MATERIAL SHOWN:
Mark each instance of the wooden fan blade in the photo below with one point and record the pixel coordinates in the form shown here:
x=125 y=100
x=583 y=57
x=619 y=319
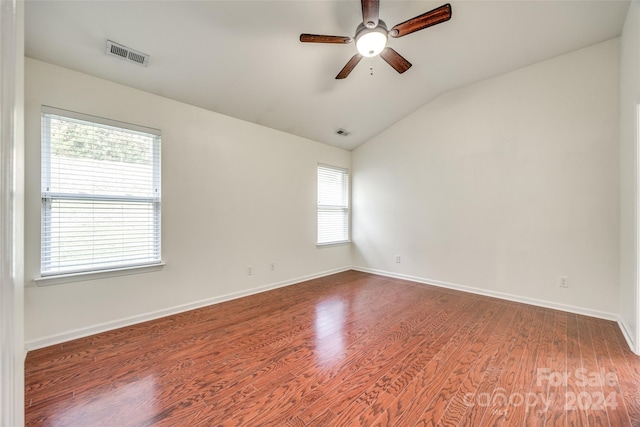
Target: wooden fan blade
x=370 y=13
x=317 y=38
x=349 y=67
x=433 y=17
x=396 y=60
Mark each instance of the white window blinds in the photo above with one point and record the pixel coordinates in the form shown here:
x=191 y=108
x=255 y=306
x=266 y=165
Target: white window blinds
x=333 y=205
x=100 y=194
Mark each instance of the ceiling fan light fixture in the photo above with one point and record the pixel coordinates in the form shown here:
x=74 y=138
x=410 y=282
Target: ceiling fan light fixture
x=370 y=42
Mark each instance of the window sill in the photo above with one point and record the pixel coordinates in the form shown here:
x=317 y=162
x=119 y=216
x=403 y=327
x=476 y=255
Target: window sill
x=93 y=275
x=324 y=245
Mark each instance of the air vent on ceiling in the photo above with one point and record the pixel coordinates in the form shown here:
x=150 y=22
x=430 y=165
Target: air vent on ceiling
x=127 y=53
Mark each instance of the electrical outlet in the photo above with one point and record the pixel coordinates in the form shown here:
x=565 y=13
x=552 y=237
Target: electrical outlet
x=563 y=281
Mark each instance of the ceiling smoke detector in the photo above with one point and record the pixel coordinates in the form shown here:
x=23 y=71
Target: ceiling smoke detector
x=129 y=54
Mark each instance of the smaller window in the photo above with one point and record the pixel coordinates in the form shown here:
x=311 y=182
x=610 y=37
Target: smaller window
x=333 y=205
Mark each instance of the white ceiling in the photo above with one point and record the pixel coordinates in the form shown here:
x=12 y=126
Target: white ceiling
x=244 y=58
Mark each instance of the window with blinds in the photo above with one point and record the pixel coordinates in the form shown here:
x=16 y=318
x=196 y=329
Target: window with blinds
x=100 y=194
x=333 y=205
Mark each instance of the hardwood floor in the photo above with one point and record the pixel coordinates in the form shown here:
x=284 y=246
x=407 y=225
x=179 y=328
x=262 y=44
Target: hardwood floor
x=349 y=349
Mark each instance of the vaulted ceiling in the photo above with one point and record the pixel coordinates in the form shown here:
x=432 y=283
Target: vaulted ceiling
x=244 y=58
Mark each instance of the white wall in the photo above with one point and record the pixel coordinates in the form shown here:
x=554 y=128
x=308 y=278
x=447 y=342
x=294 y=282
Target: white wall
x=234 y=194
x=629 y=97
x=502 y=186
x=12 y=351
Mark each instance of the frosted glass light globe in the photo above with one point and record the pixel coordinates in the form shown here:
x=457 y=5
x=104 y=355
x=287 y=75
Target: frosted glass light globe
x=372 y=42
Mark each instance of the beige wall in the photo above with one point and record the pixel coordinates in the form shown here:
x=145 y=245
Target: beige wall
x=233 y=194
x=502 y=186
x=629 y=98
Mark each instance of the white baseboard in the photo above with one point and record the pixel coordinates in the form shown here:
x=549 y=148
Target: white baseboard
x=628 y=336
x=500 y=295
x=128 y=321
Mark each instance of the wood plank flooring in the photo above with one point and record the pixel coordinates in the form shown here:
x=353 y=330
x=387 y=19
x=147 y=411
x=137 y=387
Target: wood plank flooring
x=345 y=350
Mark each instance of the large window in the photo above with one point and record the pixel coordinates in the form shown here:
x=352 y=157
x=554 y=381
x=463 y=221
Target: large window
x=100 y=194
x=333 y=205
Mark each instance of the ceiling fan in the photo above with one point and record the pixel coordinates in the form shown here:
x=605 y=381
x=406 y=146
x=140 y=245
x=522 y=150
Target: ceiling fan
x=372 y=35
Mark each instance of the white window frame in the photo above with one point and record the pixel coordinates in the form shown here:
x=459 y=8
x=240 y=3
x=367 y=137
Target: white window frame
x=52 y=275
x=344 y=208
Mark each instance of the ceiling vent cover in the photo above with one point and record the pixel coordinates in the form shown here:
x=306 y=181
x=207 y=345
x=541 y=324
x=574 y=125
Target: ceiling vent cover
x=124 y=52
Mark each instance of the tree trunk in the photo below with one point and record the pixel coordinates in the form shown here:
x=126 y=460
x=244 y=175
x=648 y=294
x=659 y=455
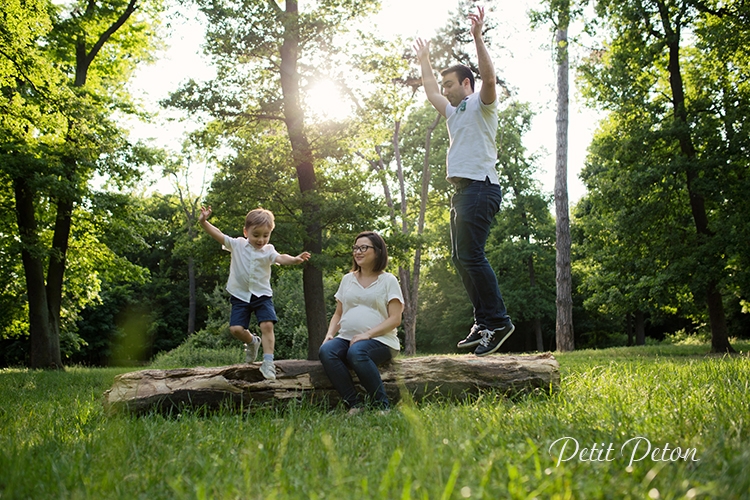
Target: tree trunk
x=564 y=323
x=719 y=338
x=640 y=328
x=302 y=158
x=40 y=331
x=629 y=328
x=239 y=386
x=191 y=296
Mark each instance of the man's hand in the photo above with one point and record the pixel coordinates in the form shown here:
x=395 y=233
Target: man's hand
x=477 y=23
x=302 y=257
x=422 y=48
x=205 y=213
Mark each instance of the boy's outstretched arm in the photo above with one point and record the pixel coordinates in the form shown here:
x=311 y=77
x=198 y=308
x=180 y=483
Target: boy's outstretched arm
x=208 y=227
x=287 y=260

...

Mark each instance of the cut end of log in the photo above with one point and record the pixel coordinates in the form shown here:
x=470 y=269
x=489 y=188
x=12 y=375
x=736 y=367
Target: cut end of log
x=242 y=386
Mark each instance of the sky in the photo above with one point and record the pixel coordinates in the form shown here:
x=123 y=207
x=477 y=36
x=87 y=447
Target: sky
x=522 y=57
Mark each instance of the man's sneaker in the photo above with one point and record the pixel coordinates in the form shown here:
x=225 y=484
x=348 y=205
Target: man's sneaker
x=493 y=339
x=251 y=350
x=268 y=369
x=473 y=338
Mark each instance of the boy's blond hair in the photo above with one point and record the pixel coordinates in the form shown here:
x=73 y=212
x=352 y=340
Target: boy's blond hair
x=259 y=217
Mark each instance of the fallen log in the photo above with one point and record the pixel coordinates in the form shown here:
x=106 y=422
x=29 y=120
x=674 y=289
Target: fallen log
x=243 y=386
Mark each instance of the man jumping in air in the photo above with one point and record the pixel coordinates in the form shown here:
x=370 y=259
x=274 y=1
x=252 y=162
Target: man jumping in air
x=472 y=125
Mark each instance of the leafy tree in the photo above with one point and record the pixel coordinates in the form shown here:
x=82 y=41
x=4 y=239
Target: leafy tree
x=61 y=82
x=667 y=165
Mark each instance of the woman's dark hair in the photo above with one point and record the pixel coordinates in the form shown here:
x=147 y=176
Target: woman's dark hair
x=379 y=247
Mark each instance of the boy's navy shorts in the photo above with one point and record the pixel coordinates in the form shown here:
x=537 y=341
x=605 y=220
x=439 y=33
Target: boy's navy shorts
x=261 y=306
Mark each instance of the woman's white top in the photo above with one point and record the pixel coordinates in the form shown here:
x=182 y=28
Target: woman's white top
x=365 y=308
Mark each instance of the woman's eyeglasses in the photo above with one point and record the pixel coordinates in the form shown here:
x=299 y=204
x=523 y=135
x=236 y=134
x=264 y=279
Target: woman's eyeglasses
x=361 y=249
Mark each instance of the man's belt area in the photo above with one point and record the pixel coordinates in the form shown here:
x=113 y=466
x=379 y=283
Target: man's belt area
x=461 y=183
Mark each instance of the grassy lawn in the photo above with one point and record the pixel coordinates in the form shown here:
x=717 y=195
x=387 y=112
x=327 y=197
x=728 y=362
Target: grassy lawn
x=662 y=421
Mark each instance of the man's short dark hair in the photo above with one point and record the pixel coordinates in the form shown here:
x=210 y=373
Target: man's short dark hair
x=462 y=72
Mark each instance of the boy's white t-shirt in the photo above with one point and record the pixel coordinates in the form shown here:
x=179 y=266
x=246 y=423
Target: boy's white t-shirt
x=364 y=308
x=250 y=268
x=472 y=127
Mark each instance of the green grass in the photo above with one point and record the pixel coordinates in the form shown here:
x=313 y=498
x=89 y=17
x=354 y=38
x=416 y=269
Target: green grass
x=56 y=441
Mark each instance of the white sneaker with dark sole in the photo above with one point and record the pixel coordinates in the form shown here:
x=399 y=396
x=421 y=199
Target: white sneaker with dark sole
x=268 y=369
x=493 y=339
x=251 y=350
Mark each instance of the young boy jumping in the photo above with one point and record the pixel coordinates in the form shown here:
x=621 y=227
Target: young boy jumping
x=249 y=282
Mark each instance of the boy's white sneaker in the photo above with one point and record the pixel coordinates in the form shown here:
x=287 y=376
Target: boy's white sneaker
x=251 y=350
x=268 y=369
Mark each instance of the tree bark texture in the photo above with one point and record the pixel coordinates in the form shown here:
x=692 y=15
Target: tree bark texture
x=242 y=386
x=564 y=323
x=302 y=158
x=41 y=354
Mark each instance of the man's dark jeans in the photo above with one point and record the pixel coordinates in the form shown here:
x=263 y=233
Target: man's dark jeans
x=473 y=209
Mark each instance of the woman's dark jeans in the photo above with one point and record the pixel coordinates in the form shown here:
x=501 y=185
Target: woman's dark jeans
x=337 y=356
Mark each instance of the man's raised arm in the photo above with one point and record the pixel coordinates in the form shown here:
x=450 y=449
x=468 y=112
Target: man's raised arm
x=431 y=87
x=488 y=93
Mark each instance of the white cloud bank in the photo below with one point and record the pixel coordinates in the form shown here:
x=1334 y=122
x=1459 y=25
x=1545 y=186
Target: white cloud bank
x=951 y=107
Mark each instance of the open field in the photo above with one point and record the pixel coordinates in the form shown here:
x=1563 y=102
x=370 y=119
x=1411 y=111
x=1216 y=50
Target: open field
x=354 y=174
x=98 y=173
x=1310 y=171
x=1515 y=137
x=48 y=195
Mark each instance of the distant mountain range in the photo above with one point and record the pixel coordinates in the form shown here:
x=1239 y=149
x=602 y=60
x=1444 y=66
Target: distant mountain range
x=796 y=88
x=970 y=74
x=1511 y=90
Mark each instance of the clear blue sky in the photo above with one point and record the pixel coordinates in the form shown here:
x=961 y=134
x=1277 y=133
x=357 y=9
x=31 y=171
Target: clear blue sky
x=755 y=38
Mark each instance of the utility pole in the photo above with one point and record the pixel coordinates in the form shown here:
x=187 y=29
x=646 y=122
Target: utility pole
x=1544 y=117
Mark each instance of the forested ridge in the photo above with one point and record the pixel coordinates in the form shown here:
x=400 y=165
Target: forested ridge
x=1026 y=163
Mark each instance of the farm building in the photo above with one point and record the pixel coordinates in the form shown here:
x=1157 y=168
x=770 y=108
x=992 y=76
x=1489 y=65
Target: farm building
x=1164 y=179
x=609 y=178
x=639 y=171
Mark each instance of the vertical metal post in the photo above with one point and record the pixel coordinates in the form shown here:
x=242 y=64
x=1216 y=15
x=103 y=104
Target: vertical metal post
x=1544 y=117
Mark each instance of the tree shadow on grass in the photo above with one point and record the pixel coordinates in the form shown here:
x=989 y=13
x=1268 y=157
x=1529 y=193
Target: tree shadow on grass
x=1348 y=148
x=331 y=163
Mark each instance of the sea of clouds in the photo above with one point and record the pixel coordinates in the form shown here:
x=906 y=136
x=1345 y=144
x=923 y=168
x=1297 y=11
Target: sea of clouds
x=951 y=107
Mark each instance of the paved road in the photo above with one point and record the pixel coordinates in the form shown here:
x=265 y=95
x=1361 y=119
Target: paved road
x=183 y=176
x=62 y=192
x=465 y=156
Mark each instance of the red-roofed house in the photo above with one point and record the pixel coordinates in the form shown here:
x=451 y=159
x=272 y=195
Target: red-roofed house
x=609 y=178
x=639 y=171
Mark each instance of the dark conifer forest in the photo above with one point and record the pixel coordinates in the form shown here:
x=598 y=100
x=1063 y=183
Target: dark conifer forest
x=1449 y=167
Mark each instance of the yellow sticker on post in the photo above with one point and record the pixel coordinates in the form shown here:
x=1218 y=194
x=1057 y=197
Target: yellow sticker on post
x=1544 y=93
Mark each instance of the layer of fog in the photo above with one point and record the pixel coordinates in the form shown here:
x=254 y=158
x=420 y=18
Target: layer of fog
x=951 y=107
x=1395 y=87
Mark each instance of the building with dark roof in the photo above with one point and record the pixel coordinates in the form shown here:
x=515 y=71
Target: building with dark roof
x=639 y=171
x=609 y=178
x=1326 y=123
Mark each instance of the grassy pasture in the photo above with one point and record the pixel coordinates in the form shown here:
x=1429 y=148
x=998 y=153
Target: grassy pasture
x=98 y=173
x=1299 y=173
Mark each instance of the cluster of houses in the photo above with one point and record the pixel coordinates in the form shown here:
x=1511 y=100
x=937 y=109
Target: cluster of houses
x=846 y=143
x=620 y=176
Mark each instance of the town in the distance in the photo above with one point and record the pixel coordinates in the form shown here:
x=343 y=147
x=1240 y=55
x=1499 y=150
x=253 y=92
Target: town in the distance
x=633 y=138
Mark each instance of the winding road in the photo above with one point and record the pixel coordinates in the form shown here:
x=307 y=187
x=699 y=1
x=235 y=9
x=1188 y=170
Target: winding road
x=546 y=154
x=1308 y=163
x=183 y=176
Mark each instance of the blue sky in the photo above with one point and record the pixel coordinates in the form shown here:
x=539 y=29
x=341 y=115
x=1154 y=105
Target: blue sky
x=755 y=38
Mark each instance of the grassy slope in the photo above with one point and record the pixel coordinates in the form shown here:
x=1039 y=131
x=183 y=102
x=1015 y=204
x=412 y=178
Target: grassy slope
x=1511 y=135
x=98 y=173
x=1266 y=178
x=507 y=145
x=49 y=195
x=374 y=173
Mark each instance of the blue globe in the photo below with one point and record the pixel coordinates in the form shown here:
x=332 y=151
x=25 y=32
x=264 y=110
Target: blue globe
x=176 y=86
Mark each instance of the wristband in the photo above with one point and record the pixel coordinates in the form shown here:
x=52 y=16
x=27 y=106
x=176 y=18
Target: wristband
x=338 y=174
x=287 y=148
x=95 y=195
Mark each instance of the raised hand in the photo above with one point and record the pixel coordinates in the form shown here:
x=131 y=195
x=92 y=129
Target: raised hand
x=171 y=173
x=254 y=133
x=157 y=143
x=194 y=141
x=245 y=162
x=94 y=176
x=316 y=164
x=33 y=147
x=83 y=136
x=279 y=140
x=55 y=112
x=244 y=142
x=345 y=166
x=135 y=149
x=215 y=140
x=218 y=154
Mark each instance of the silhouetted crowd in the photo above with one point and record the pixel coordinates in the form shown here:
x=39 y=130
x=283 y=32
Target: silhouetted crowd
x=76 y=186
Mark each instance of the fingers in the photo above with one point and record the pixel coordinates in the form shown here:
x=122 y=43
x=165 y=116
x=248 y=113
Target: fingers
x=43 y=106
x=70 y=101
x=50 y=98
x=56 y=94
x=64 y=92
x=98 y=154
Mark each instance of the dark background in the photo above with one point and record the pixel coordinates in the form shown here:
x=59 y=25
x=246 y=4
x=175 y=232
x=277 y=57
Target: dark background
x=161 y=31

==

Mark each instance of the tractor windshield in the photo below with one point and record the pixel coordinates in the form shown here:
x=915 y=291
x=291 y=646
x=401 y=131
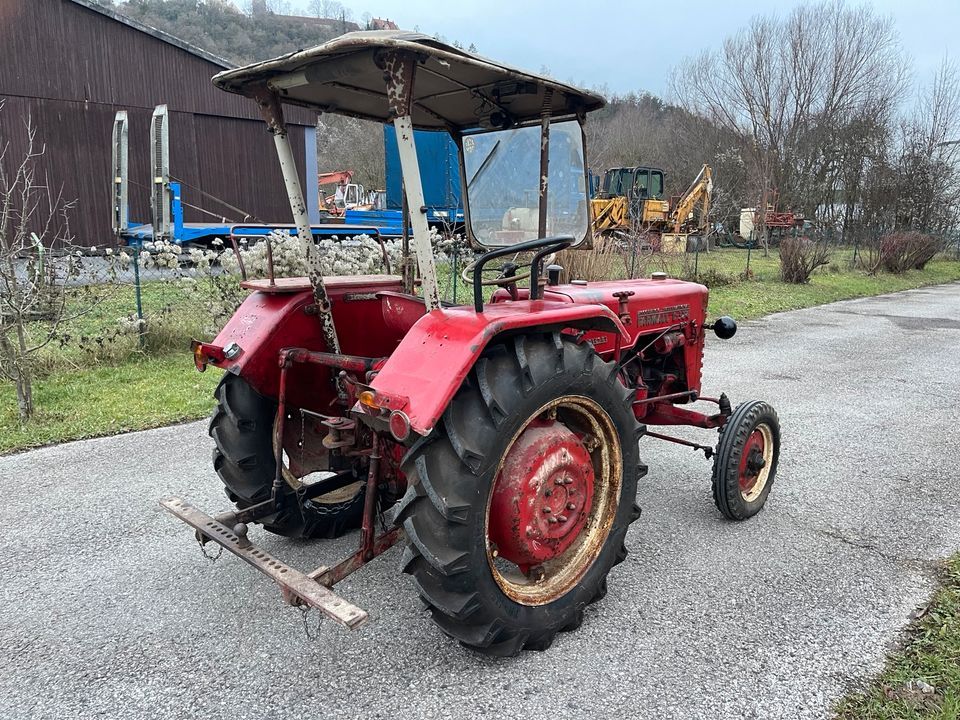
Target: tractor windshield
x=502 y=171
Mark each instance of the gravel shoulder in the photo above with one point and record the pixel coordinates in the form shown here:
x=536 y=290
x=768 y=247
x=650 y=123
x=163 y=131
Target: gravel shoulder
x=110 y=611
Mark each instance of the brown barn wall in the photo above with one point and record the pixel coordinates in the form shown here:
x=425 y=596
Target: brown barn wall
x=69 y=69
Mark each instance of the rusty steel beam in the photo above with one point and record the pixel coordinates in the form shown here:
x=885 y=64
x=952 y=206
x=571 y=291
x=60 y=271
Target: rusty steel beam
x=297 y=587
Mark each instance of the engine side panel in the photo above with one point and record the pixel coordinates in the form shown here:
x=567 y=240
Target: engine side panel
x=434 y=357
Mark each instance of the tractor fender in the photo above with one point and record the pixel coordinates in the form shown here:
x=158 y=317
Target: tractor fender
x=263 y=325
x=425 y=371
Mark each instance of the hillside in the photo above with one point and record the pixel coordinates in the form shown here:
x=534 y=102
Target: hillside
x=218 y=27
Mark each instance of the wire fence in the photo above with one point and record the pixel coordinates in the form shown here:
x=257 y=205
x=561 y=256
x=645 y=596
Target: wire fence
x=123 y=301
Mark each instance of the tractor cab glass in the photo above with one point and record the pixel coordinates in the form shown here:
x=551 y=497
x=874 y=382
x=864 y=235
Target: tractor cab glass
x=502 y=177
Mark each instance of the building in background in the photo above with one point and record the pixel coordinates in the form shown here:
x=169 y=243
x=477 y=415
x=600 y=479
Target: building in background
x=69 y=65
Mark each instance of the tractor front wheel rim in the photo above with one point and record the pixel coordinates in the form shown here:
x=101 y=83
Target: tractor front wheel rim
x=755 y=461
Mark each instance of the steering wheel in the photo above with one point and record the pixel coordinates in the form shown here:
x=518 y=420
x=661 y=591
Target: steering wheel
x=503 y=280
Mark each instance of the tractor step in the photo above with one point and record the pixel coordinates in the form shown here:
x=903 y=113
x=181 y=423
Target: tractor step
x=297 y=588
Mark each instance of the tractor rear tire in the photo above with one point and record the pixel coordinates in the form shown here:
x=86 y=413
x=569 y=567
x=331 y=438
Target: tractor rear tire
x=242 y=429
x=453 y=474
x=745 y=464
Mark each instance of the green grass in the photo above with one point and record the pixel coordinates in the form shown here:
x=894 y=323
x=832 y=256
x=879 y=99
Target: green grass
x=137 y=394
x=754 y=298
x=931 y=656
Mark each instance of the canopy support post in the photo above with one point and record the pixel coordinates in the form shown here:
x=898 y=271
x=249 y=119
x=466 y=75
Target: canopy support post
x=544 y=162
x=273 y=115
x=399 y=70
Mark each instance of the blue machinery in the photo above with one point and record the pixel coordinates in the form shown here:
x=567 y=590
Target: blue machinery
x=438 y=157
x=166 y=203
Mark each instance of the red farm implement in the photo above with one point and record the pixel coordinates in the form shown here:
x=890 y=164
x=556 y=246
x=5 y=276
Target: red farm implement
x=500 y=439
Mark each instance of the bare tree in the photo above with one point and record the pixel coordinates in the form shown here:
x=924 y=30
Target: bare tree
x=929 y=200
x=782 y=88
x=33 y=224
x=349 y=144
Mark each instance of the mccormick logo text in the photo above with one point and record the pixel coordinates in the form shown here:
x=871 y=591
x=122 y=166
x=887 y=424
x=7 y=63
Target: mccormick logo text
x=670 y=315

AIM OF THE TASK: Add 8 to each number in the answer coordinates of the entries in the stretch from the line containing "Mark each instance of the yellow" through the line containing "x=633 y=138". Write out that whole stretch again, both end lines included, and leave everything else unchanged, including the sample coordinates.

ANSWER TO THE PROBLEM:
Mark each instance of the yellow sticker on post in the photo above with one point and record the pixel coordinates in the form shown here:
x=1218 y=194
x=1057 y=197
Target: yellow sticker on post
x=1552 y=101
Mark each instance of the layer of fog in the photo above with one point and record the pixel coordinates in the form shown here:
x=254 y=158
x=420 y=18
Target: layer of fog
x=959 y=115
x=1403 y=95
Mark each instance of the building with dark roof in the photo above with one point and record the pixel coordinates in the form shown here:
x=515 y=71
Target: building with dark roof
x=647 y=179
x=617 y=186
x=1334 y=131
Mark each instance of the grassy pasture in the photo above with one point and record the pixel coordinates in the form shown here:
x=1429 y=148
x=998 y=153
Target: grassy pasture
x=106 y=181
x=1307 y=181
Mark each instance of the cluster of houses in the photo above with one point and record the pixel coordinates in the form shown here:
x=1511 y=100
x=937 y=109
Target: cluster of houses
x=854 y=151
x=628 y=184
Mark each instance of the town in the distance in the photo above with one point and record the pixel coordinates in the form shown here:
x=343 y=147
x=1240 y=55
x=1499 y=150
x=253 y=92
Target: town in the distance
x=641 y=146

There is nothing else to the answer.